* **What the exercise asks**
An exact copy of all the data is the expected answer.

Natural-language object grounding data:
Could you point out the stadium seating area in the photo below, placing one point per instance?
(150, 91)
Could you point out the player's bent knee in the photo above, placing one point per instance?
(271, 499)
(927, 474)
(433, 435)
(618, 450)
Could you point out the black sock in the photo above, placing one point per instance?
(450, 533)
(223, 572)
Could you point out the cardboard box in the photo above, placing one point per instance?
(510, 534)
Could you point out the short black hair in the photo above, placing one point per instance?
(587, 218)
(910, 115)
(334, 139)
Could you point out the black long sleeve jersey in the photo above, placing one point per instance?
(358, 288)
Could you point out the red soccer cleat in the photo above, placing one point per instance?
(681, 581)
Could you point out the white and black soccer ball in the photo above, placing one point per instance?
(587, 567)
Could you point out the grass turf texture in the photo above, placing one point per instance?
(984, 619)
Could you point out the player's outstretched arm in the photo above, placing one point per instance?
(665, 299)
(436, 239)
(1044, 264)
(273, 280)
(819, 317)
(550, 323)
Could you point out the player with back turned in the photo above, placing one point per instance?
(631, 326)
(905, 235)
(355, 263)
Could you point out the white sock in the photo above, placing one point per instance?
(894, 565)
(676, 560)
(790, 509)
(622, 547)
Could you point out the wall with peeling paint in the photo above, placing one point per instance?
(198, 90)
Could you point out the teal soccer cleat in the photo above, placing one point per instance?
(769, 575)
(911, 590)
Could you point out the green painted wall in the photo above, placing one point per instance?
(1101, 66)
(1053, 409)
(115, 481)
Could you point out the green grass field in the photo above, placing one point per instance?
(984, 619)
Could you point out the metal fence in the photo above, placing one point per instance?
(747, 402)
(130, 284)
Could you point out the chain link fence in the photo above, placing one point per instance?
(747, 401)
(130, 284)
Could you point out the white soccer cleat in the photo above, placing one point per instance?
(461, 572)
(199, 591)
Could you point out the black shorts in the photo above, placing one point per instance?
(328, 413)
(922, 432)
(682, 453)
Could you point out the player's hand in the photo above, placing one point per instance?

* **Exercise answer**
Could you point out the stadium seating area in the photo below, placing one point per instance?
(150, 91)
Could you point out the player's bent knee in the photo above, placing one point per instance?
(271, 499)
(927, 474)
(433, 435)
(618, 450)
Could you point out the black sock in the photo above, placing one point per instance?
(450, 533)
(223, 572)
Could you point out the cardboard box in the photo above, placing one point per instance?
(510, 534)
Could you point out the short black hair in the photo above, placing one point per instance?
(587, 218)
(910, 115)
(334, 139)
Could you point out the black long sleeve jersey in the photo above, placing one point per instance?
(358, 288)
Could you point out the red soccer cleat in the photo above, placing one point per instance?
(681, 581)
Could you point out the white and black soccer ball in the photo above, placing one point per instance?
(587, 567)
Could you point out the grass turf texture in the photo above, placing one point per instance?
(984, 619)
Could you point out the player's outstretched arm in the photo above, placing one point per instance?
(665, 299)
(436, 239)
(1044, 264)
(273, 280)
(819, 317)
(550, 323)
Could you point out the player with back turned in the photo above, placing one point per instance?
(631, 326)
(905, 235)
(355, 263)
Could you point out the white sock in the photo above, placing one point per instance?
(894, 565)
(676, 560)
(790, 509)
(622, 547)
Could you point out the wall with peeling paint in the photo above, placing one point per instance?
(198, 90)
Could you point out the teal soccer cleat in the photo above, placing one point per instance?
(769, 575)
(911, 590)
Could you point out the green painted wall in the photo above, placing one point per instance?
(1101, 66)
(1053, 409)
(115, 481)
Could you point out the green grass field in the photo above, placing one point per instance?
(984, 619)
Could you point out the metal fence in the photo above, placing one point per instance?
(747, 402)
(130, 284)
Could you point out the chain link fence in the photo above, placing one point per instance?
(747, 401)
(130, 284)
Could you point out the white soccer cleat in the photo above, placing one point per instance?
(461, 572)
(199, 591)
Could you point out the black shorts in the photo above, placing one point per instance?
(328, 413)
(922, 432)
(682, 453)
Could you point out the player's hand in the photo above, placing one point per instance?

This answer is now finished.